Retype the full set of records. Keep every character identical.

* BEGIN MATERIAL SUPPLIED *

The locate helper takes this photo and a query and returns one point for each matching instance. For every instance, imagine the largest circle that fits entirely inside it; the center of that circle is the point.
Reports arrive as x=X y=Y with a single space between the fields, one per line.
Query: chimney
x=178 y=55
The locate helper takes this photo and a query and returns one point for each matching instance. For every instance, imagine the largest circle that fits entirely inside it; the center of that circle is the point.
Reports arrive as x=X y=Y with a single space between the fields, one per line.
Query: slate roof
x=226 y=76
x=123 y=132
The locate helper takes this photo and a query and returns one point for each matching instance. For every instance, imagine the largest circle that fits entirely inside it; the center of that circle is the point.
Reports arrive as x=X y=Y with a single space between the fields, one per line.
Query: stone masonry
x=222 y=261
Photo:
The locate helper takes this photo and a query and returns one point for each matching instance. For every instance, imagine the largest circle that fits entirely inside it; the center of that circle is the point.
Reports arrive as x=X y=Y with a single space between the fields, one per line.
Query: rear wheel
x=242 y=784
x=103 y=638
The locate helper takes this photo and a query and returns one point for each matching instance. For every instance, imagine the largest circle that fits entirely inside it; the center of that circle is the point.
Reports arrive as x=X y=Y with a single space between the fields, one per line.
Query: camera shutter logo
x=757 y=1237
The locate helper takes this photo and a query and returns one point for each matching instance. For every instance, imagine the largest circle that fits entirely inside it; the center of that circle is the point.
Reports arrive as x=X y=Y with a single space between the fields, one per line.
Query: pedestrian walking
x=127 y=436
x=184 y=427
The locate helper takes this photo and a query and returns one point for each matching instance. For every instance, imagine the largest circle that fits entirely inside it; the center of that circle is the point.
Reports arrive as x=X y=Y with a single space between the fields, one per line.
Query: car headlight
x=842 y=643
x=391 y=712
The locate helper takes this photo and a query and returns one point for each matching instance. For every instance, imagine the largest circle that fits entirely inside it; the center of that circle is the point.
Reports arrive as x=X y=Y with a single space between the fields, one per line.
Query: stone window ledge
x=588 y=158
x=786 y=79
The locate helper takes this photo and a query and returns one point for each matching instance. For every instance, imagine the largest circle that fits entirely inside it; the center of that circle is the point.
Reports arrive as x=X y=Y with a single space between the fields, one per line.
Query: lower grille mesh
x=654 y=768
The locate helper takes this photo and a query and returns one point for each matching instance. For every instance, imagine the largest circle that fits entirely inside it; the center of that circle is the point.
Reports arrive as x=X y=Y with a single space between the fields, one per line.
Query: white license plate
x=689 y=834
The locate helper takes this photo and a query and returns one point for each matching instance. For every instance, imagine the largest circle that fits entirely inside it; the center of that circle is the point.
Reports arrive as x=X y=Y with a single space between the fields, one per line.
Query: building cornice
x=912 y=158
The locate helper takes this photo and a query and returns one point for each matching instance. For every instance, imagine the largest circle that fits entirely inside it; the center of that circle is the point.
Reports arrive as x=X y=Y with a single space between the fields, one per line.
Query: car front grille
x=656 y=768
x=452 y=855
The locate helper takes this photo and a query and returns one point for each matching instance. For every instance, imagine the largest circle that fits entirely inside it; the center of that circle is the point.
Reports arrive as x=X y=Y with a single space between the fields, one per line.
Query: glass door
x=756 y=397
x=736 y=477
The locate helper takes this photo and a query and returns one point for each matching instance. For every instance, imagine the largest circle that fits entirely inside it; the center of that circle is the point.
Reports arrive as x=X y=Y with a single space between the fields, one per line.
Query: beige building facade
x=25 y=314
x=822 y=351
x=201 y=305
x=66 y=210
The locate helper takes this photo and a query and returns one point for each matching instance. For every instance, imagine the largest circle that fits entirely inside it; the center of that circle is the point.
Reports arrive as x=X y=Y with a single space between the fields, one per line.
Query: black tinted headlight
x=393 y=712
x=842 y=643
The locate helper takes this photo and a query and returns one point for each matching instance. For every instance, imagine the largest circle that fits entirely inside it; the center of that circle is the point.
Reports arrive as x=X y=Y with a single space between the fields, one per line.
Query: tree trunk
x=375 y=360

* END MATERIAL SUPPLIED *

* **RESPONSE FOR THIS EXERCISE**
The locate helper takes this photo and a query and returns one point for each matching instance. For every instance, imagine the largest circle that fits entirely inside it; the center of that circle is the point.
Reports arrive as x=X y=Y with a single space between the fields, one per line.
Query: chimney
x=178 y=55
The locate helper takes this photo and a query and returns one point for each matching instance. For every instance, imagine the largest circle that fits entirely inside it; the center of that circle is the point.
Reports arrive as x=X y=Y with a single space between the fields, one per line.
Query: slate roof
x=226 y=76
x=123 y=132
The locate helper takes this photo and a query and returns one point for each matching instance. For every instance, imagine the largest circle that fits entirely inside it; the center of that circle is the point.
Reports arrive as x=X y=Y with a single space between the fields, one per line.
Query: stone masonry
x=222 y=261
Photo:
The locate helper takes this photo and a query and returns one point for each matching instance. For every instance, imagine the largest circle that fits entirely inside it; the center of that circle is the point.
Reports arrive as x=X y=Y with a single space between the fields, one per line.
Query: rear wheel
x=242 y=784
x=103 y=638
The locate helper takes this photo and a query and returns one point for each matching instance. For every instance, imagine the largest circle that fits entirely inside it; the center of that circle is the point.
Reports arrive as x=X y=Y with a single space between the fields, one per line.
Query: camera shutter logo
x=757 y=1237
The locate helper takes this photo and a query and returns one point for each matching instance. For every instance, imagine the largest circle that fits entirely inside it; the center of that circle is the point.
Reports arrive as x=X y=Y with a single space between the fields, one per line.
Query: pedestrian walking
x=127 y=436
x=184 y=427
The locate helper takes this photo and a query and returns one point for each matching instance. For every instance, imagine the largest circle that fits entirely inside it; the center of that circle is the point.
Reports arrive as x=X y=Y with a single space between the fields, one per line.
Query: car headlight
x=842 y=643
x=391 y=712
The locate helper takes this photo and a query and returns one point for each matching instance. For every instance, imagine the largest circle that fits entirely inside it; the center of that circle is the point.
Reports arrive as x=X y=Y with a single space between the fields, one per line.
Query: stone window ledge
x=588 y=158
x=786 y=79
The locate helper takes this photo and a query and returns one point for each matching instance. For every instance, imagine the largest circle that fits entirely inside it; the center of that circle is the point.
Reports arrive as x=X y=Y with a single space between the fields, one per line.
Query: lower grille mesh
x=654 y=768
The locate helper takes this photo and a query and returns one point for each matching instance. For every instance, imagine the largest circle that fits entirely inside it; the center of that circle is the point.
Reports arrive as x=X y=Y with a single space between the fields, one per line.
Query: white license plate
x=689 y=834
The locate helper takes this photo and a query and returns one point for each matching instance. For every instance, imagine the largest circle that fits entirely inside it; the center of that circle is the point.
Reports arrive as x=X y=Y with a single space between the fields, one per line.
Query: building cornice
x=912 y=158
The locate helper takes this photo and a query and returns one point for each matching instance. For every instance, imagine the largest circle that fits entirely inside it; the center of that circle is the point.
Reports arrive as x=X y=Y with a single space between the fields, one per line.
Query: car front grille
x=656 y=768
x=452 y=855
The locate helper takes this photo and a query and returns one point for each matching instance. For every instance, imagine the largest circle that fits entirely inside it; the center of that circle is the point.
Reports arrive as x=X y=Y with a single space between the fields, one per line.
Query: glass door
x=756 y=397
x=736 y=477
The locate helper takes this photo and a query and returns one point for each matching instance. For every instance, imagine the largest circle that fits entirely inside it; the center of that circle is the point.
Reports arrive as x=X y=Y with a single space between the fields, one per line.
Query: beige building facade
x=25 y=314
x=822 y=351
x=201 y=305
x=66 y=210
The locate helper takes this photo and a query and returns one point for each matching instance. For every instance, imagine the largest circle that fits entirely inside it; the center of that circle is the point.
Reports arrive as x=X y=Y with a single space between the fields, one per line.
Query: black tinted headlight
x=393 y=712
x=842 y=643
The locate helper takes this photo and a query and returns one point for each matching instance. For every instance, imagine the largest circle that fits entirely inside it; the center of that circle is the point.
Reports arrive as x=X y=Y with a single space between the fields, one per line.
Query: tree trunk
x=375 y=360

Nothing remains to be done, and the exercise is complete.